**La tarea**
Edita las filas de abajo poniendo "dirt road" en lugar de "dirt track" y deja todo lo demás como está.

Registros de puntos etiquetados:

★ ★ ★ ★ ★

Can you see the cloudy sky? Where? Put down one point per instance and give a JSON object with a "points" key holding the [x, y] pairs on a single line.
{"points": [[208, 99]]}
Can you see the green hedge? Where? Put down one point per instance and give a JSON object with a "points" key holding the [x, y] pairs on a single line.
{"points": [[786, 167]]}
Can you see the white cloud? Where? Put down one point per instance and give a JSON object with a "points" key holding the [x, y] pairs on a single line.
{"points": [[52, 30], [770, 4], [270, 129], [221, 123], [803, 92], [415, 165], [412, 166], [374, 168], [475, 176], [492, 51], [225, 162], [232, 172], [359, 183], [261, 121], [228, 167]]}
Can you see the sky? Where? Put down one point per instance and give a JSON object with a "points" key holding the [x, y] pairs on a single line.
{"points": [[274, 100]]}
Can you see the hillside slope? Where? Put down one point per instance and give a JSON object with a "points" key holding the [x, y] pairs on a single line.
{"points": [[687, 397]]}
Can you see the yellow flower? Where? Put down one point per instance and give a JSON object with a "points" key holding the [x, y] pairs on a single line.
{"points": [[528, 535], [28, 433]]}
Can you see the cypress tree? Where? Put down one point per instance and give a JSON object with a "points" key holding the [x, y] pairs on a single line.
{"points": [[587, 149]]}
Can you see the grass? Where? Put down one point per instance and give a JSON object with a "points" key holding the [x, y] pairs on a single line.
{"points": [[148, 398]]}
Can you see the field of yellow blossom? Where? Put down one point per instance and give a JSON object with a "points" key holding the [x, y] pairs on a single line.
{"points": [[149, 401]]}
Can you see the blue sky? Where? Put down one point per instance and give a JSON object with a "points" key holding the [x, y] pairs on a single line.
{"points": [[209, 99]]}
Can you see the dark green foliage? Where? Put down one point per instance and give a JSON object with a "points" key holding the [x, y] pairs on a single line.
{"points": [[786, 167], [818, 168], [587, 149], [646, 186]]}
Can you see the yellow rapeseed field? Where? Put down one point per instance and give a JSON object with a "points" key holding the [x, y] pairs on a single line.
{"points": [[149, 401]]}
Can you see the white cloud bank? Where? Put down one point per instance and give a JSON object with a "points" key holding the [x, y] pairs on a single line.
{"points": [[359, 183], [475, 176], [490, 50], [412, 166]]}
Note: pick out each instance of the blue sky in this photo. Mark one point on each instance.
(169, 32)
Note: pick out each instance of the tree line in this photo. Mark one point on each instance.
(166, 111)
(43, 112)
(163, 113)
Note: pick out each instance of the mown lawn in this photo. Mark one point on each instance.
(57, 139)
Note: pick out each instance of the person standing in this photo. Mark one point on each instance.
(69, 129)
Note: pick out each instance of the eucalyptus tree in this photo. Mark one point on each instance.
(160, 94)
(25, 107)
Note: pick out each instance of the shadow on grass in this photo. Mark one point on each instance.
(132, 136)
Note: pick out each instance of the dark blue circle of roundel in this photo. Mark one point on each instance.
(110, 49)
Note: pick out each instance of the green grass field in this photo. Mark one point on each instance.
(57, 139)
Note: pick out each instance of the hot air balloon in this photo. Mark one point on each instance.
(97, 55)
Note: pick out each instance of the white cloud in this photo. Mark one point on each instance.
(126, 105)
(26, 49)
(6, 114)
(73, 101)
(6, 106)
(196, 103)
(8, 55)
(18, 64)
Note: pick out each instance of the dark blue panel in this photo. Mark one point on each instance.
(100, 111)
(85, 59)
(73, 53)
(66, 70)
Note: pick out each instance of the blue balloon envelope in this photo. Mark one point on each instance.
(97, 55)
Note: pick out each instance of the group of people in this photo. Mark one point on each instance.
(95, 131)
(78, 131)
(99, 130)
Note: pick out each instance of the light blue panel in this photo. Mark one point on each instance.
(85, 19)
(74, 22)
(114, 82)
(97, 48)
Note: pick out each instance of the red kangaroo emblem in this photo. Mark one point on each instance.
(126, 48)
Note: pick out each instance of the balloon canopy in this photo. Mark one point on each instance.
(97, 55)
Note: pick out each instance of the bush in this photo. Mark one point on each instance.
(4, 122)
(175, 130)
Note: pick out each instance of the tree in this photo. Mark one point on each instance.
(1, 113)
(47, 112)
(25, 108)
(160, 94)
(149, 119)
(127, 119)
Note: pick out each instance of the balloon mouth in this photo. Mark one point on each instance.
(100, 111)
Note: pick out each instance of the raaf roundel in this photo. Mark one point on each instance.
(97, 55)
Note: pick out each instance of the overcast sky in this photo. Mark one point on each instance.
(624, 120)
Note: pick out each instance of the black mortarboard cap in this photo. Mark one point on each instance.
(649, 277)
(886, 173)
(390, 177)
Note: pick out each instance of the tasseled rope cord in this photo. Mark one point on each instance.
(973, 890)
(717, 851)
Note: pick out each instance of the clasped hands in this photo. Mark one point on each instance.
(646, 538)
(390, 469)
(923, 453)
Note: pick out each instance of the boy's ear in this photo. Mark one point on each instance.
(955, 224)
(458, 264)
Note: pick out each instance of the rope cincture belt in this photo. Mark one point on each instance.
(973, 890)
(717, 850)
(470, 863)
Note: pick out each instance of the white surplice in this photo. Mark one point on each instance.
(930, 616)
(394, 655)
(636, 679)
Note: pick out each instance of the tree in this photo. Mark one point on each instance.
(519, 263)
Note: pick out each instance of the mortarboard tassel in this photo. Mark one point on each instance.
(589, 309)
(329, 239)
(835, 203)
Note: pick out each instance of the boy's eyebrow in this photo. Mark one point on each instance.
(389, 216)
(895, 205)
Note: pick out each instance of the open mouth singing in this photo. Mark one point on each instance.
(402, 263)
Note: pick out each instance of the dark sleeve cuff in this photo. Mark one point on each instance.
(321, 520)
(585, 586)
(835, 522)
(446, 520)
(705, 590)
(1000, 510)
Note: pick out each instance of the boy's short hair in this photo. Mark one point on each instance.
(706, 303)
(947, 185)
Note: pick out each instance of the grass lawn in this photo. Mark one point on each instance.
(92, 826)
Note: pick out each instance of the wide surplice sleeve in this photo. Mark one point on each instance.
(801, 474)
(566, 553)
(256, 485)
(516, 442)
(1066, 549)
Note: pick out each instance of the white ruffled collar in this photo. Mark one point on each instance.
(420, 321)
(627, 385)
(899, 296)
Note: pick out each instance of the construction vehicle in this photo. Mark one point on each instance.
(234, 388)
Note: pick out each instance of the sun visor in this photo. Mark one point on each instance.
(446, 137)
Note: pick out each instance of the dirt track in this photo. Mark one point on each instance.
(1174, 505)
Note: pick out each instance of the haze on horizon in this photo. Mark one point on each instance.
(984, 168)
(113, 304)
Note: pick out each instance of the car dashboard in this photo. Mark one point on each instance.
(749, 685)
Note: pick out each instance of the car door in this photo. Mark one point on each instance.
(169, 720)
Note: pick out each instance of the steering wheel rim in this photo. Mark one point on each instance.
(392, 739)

★ ★ ★ ★ ★

**Respuesta del ejercicio**
Can you see the cloudy sky? Where? Put down one point per instance and give a JSON object with a "points" key holding the [x, y] pairs on a single line.
{"points": [[208, 99]]}
Can you see the green hedge? Where? Put down one point per instance and give a JSON object with a "points" key holding the [x, y] pairs on a single line.
{"points": [[786, 167]]}
Can you see the white cloud? Where? Put down one point per instance and give a JSON object with a "points" key holding the [x, y] pairs on a single line.
{"points": [[52, 30], [770, 4], [270, 129], [221, 123], [803, 92], [415, 165], [412, 166], [374, 168], [475, 176], [492, 51], [225, 162], [232, 172], [359, 183], [261, 121], [228, 167]]}
Can you see the sky? Where? Put down one point per instance and give a JSON object with a "points" key holding the [x, y] pairs on a single line.
{"points": [[274, 100]]}
Can you see the hillside slope? Where? Put down one point per instance and give a JSON object with a "points" key holding the [x, y] pairs on a single line.
{"points": [[687, 397]]}
Can you see the yellow flower? Where? Put down one point per instance and give a JSON object with a "points" key holding the [x, y] pairs on a single line.
{"points": [[528, 535], [28, 433]]}
Can you see the cypress tree? Where? Put down one point per instance and give a JSON object with a "points" key holding the [x, y] pairs on a single line.
{"points": [[587, 149]]}
Can you see the grass? Where? Put down one point per instance and give a JSON object with a "points" key holding the [x, y] pairs on a single line.
{"points": [[148, 398]]}
Can you see the field of yellow blossom? Where? Put down one point per instance and give a JSON object with a "points" key holding the [x, y] pairs on a single line.
{"points": [[149, 401]]}
Can you see the blue sky? Where? Put down one point per instance and give a JSON object with a "points" key holding the [x, y] pairs on a single line.
{"points": [[209, 99]]}
Can you see the dark green foliage? Where? Put down one point per instance and give a JSON object with a "points" key holding the [x, y] pairs on a single line.
{"points": [[786, 167], [818, 168], [587, 149], [646, 186]]}
Can you see the yellow rapeseed field? Where? Put down one point per instance and give a JSON object with a "points" key holding the [x, y] pairs on a single line.
{"points": [[149, 401]]}
Can you see the white cloud bank? Where? Put down one point per instance and give a JSON object with a "points" key holding the [x, y] pairs on a single line.
{"points": [[359, 183], [475, 176], [490, 50], [412, 166]]}
Note: pick out each instance of the blue sky in this photo. Mark one point on each instance.
(169, 32)
Note: pick out each instance of the tree line in this photo. Mark one point on each instance.
(166, 111)
(43, 112)
(163, 113)
Note: pick out each instance of the mown lawn in this photo. Mark one point on each instance.
(57, 139)
Note: pick out each instance of the person standing in this photo. Mark one point on each instance.
(69, 129)
Note: pick out each instance of the eucalyptus tree in this photo. Mark one point on each instance.
(160, 94)
(25, 107)
Note: pick out each instance of the shadow on grass in this photo. Mark one point on each instance.
(132, 136)
Note: pick out each instance of the dark blue circle of roundel in this photo. Mark one point on each instance.
(110, 49)
Note: pick out each instance of the green grass field in this photo. Mark one point on each instance.
(57, 139)
Note: pick out each instance of the hot air balloon in this photo. Mark one point on each instance.
(97, 55)
Note: pick out each instance of the white cloud in this photo. Mark one point on each instance.
(126, 105)
(26, 49)
(6, 114)
(73, 101)
(6, 106)
(196, 103)
(8, 55)
(18, 64)
Note: pick out each instance of the dark blue panel in this photo. Mark one point on each instance.
(100, 111)
(85, 59)
(73, 53)
(66, 70)
Note: pick out each instance of the blue balloon envelope in this photo. Mark one point on each instance.
(97, 55)
Note: pick out each instance of the group of people in this photo. Mark one point on each instance.
(95, 131)
(78, 131)
(99, 130)
Note: pick out each instance of the light blue panel in this photo. Mark one point on each instance.
(85, 19)
(74, 22)
(114, 82)
(97, 48)
Note: pick out each instance of the red kangaroo emblem in this photo. Mark one point on each instance.
(126, 48)
Note: pick out each instance of the balloon canopy in this photo. Mark one point on each instance.
(97, 55)
Note: pick out each instance of the bush in this photo. Mark one point on each instance.
(4, 122)
(175, 130)
Note: pick out each instance of the tree in this photo. Mark one point on each instance.
(1, 113)
(47, 112)
(25, 108)
(160, 94)
(149, 119)
(127, 119)
Note: pick out each instance of the balloon mouth in this photo. Mark one point on each instance.
(100, 111)
Note: pick out each instance of the raaf roundel in this photo. Mark one point on each instance.
(97, 55)
Note: pick out each instance of the overcast sky in this photo. Mark one point on each instance.
(624, 120)
Note: pick out each instance of the black mortarboard cap in this photo. Mark one point on each instance.
(649, 277)
(886, 173)
(390, 177)
Note: pick out each instance of the tasseled rope cord in this photo. Mark one point on each instance.
(973, 890)
(717, 851)
Note: pick out each instance of the clasped hands in this photo. Mark one point on each instance.
(646, 538)
(390, 469)
(923, 453)
Note: pick out each instance of the boy's ear in this photo. Mark one point on each instance.
(955, 224)
(458, 264)
Note: pick out each instance of the rope cincture belt in this photo. Mark one point on each instance.
(973, 890)
(717, 850)
(470, 863)
Note: pick out each instance of the white surplice in this photo. Mark one point on each instance.
(930, 616)
(394, 655)
(636, 679)
Note: pick out each instance of the tree in this photo. Mark one point on each instance.
(519, 263)
Note: pick out each instance of the mortarboard tassel in this photo. Mark one point on each instance.
(589, 309)
(329, 239)
(835, 203)
Note: pick out each instance of the boy's eyebrow in this photo. Mark one point on each instance.
(389, 216)
(895, 205)
Note: pick out each instance of the open mouth singing in this photo. Mark one point on each instance.
(402, 263)
Note: pick out each instance of the dark sleeve cuff in this photo. Mark one point on each instance.
(321, 520)
(585, 586)
(835, 522)
(446, 520)
(705, 590)
(1000, 510)
Note: pick out each instance of the boy's short hair in this photo. Mark one point on each instance.
(706, 303)
(947, 185)
Note: pick out each instance of the grass lawn in this photo. Mark one point on each instance.
(92, 826)
Note: pick out each instance of the wide surplice sleeve in this photo. Mark one point on each instance.
(801, 474)
(566, 553)
(256, 485)
(516, 442)
(1066, 549)
Note: pick out each instance of the white ruffled collar in this photo. Mark one point on each instance.
(420, 321)
(627, 385)
(899, 296)
Note: pick out each instance of the construction vehicle in this photo. Mark one point on each instance.
(234, 388)
Note: pick out each instance of the sun visor in this photo. Mark one point on each instance.
(446, 137)
Note: pick out each instance of the dirt road in this photo. Mark one point on each instance.
(1174, 505)
Note: pick out each instance of the haze on horizon in this photo. Mark one point on each instance.
(984, 168)
(113, 304)
Note: pick out each instance of the car dashboard in this photo. Mark one point on each instance.
(749, 685)
Note: pick out each instance of the car door in this photo. Mark one point on each instance.
(169, 720)
Note: pick out each instance of the steering wheel rim in this photo. Mark one point on each instance.
(392, 739)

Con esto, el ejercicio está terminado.